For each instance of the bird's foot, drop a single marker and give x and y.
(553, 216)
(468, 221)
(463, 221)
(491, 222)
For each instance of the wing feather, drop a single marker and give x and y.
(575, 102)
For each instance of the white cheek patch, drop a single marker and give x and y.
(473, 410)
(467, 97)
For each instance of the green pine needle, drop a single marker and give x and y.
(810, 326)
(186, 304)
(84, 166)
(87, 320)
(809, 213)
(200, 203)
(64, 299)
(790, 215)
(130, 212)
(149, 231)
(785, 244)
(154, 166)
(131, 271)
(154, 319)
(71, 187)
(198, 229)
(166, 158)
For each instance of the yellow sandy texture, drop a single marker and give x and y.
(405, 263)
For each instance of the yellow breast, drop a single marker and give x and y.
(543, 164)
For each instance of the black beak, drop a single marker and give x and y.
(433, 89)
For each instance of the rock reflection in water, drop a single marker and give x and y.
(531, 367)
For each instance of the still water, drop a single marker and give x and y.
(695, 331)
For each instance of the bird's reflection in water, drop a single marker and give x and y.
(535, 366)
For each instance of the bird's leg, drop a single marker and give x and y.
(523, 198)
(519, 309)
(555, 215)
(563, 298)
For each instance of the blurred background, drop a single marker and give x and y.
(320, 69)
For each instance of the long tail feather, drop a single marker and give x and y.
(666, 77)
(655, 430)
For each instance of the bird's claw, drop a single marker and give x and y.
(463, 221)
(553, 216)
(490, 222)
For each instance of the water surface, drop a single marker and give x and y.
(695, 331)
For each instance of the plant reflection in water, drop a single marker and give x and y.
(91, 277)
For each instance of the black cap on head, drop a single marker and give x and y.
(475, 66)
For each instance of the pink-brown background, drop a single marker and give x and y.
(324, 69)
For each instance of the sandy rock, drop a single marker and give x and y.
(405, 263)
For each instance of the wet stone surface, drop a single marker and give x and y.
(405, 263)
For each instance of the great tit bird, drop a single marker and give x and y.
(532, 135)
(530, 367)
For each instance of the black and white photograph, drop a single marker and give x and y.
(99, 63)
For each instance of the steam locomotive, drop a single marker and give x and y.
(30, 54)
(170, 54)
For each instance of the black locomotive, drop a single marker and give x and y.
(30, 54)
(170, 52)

→ **EXERCISE REQUIREMENTS**: Each entry should be written out again exactly, with no word left out.

→ **WRITTEN ANSWER**:
For each instance of the bird's foot, drop a single marker and give x and y.
(553, 216)
(468, 221)
(463, 221)
(491, 222)
For each instance of the wing feather, drop a single marker and give x and y.
(575, 102)
For each instance of the white cheek patch, drop a single marker and give x and y.
(473, 410)
(467, 97)
For each instance of the green pine needle, drop a single marker and give x and y.
(810, 326)
(186, 304)
(84, 166)
(87, 320)
(809, 213)
(200, 203)
(64, 299)
(790, 215)
(130, 212)
(149, 231)
(785, 244)
(154, 166)
(131, 271)
(154, 319)
(71, 187)
(198, 229)
(166, 158)
For each instance of the yellow sandy texture, drop a single marker and give x and y.
(405, 263)
For each instance of the yellow breast, drop a single marker and give x and y.
(543, 164)
For each instance of the black beak, drop a single marker and give x and y.
(433, 89)
For each instance of the rock reflection in water, drop a single marker and give x and y.
(531, 367)
For each instance of the still water, drop a single marker and give x and y.
(695, 331)
For each instance of the bird's reflection in water, drop a single marker and give x and y.
(535, 366)
For each instance of the bird's leg, drop a single marker and give x and y.
(523, 198)
(519, 309)
(555, 215)
(563, 298)
For each instance of the blurred background, drop a single marker and give x and y.
(320, 69)
For each instance of the long tail feather, drop a single marker and give x and y.
(666, 77)
(655, 430)
For each instance of the bird's claw, drop a single marker and give x and y.
(463, 221)
(553, 216)
(490, 222)
For each instance of the water surface, drop a single marker and give x and y.
(695, 331)
For each instance of the plant reflection in water, drop a single marker and give x and y.
(91, 277)
For each instance of the black cap on head, drop a single marker and give x and y.
(475, 66)
For each instance of the pink-brown background, drop a single marker and give x and y.
(324, 69)
For each instance of the sandy rock, drop a single marker and give x and y.
(405, 263)
For each instance of the wet stone surface, drop a single marker and give x and y.
(405, 263)
For each instance of the great tit bird, drop a single marker and give x and y.
(532, 135)
(530, 367)
For each instance of the black and white photograph, drop a single marker and give x and y.
(99, 63)
For each instance of the steam locomotive, drop a single marker and give x and y.
(30, 54)
(170, 54)
For each instance of the black locomotive, drop a single marker and give x and y.
(30, 54)
(170, 52)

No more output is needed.